# question for nasa bm1 owners



## monkeyboy72 (Oct 8, 2012)

Hi, just reading the instructions before installing tomorrow, can you confirm in the engineering settings it asks for battery capacity, if for example I had one 110ah battery then I would enter this value but as I have three 110ah batteries linked together would I enter the value as 330, thanks


----------



## Techno100 (May 8, 2010)

yes you can enter up to 600


----------



## vicdicdoc (May 14, 2005)

yep, enter 330 & then select the temperature (winter I set mine to 10 &summer to 20


----------



## andyandsue (Sep 7, 2008)

*prezzy*

mines in my stocking .hung under the chimney so ill have to get back to you on boxing day

andrew


----------



## Techno100 (May 8, 2010)

Potential owners out there?
best deal I can find
http://www.ebay.co.uk/itm/140872372897?ssPageName=STRK:MEWAX:IT&_trksid=p3984.m1423.l2649


----------



## Pudsey_Bear (Sep 25, 2008)

Techno100 said:


> Potential owners out there?
> best deal I can find
> http://www.ebay.co.uk/itm/140872372897?ssPageName=STRK:MEWAX:IT&_trksid=p3984.m1423.l2649


Dumb question perhaps, but if you have a Solar regulator controller, why would you need one of these :?: :?:


----------



## Techno100 (May 8, 2010)

It actually calculates how long your battery capacity will last at any given rate of discharge (load) besides all else

http://jgtech.com/pdf/BM1.pdf


----------



## andyandsue (Sep 7, 2008)

*why?*

i dont have a solar reg

The meter seems a good piece of gear to me ( i am an industrial/commercial electrician ). The display is LCD and therefore low power. a large well thought out default display which shows you what u need to know 
1 battery voltage taken from the terminals
2 current flow direction....charge /discharge
3 amount of current flow

the other setting are useful including an easy to set bat temp which for us skiers is useful as my battery set often touches freezing!!!!

the UK designer has a background in marine instrument design so it should be tough and reliable

thought has been given to clear wiring diagrams and a calibrated wiring loom using known resistance wiring and a well calibrated shunt

im hoping it will act as the centre point/first point of call for all van energy queries as it will show all current use and all charging currents at all time..during driving/future solar use and hook up

when i do fit a solar reg it will installed in the cupboard as they tend to have somewhat ugly wiring terminals and smallish ,non too clear displays...although some have remote displays but in not too sure if they are mppt standard

andrew


----------



## eddievanbitz (May 1, 2005)

Set of tasks:
A: Copy everything in the BM1 battery monitor thread from "i dont have" down to "often touches freezing!!!!".
B: In the BM1 battery monitor thread, which items does andyandsue say the meter's default display shows?
C: Pick up the BM1 battery monitor thread where it stops and write what comes next.

[Location identification items]
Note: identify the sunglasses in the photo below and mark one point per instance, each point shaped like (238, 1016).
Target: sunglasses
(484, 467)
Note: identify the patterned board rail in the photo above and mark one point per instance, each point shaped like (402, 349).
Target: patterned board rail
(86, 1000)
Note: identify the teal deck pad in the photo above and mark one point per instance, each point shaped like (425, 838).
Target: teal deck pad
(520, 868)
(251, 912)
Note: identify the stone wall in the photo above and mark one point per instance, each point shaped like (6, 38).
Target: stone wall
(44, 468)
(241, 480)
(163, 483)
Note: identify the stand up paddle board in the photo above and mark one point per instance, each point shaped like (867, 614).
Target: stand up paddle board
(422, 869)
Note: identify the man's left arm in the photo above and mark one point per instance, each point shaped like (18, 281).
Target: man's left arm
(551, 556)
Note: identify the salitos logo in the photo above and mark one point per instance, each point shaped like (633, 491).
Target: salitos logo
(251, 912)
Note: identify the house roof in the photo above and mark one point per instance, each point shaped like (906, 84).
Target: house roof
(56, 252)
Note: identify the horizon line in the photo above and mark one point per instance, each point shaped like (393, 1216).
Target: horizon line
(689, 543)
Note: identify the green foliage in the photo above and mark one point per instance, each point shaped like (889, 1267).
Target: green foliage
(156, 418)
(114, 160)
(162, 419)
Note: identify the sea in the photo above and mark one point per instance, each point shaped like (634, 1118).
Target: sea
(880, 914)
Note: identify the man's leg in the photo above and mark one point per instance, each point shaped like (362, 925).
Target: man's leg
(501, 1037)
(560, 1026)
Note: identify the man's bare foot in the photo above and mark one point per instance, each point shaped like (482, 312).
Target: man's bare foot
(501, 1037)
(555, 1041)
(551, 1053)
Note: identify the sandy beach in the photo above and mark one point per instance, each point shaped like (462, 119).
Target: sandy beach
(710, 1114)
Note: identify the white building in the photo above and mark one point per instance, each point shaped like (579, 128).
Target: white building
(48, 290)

Responses:
A:
i dont have a solar reg

The meter seems a good piece of gear to me ( i am an industrial/commercial electrician ). The display is LCD and therefore low power. a large well thought out default display which shows you what u need to know 
1 battery voltage taken from the terminals
2 current flow direction....charge /discharge
3 amount of current flow

the other setting are useful including an easy to set bat temp which for us skiers is useful as my battery set often touches freezing!!!!

B:
1. Battery voltage taken from the terminals
2. Current flow direction (charge/discharge)
3. Amount of current flow

C:
They do work very poorly when solar panels are fitted. 

Unless there is a discharge larger than the charge from the solar panel the Nasa unit will not update, this can seem to be zero when the solar regulator is down to a quiescent input.

Once the sun goes down the unit will update and you go from 100% to 80 odd percent in seconds which tends to upset people :lol:

Eddie


----------



## wakk44 (Jun 15, 2006)

I too have found the % SOC display to be inaccurate and don't take much notice of it-an approximate guide only.As Eddie says an overall discharge has to be applied for the unit to update.

The most important thing for me is the current display which I have found to be accurate.It's useful for calculating the current consumption of individual appliances and worth installing for this feature alone.

It will indicate the charge from the alternator/on board charger and solar panels in real time.It is accurate with the solar panels and will fluctuate when a cloud obscures the sun.

A very good accessory for wild campers who are mindful of their electrical consumption. :wink:


----------



## eddievanbitz (May 1, 2005)

We now only supply the Victron unit which has a 500amp shunt so can accurately handle the use of inverters. 

There is the ability to have the two shunt unit to monitor the engine battery independently which can be useful on modern motorhomes. 

More expensive but accurate.

I have a NASA on one of our vehicles and I still think that they were good value for money and wouldn't dream of changing it for the Victron, but if it went wrong I wouldn't dream of fitting another Nasa (if that makes sense lol)

Eddie


----------



## andyandsue (Sep 7, 2008)

*thanks*

Yes Eddie i kinda expect it to be all over the place when getting irregular charge amounts and periods......my heart usually sinks when someone ask me to "have a quick look" at why their pride of superdooper batteries is nearly empty but the computer says 75%!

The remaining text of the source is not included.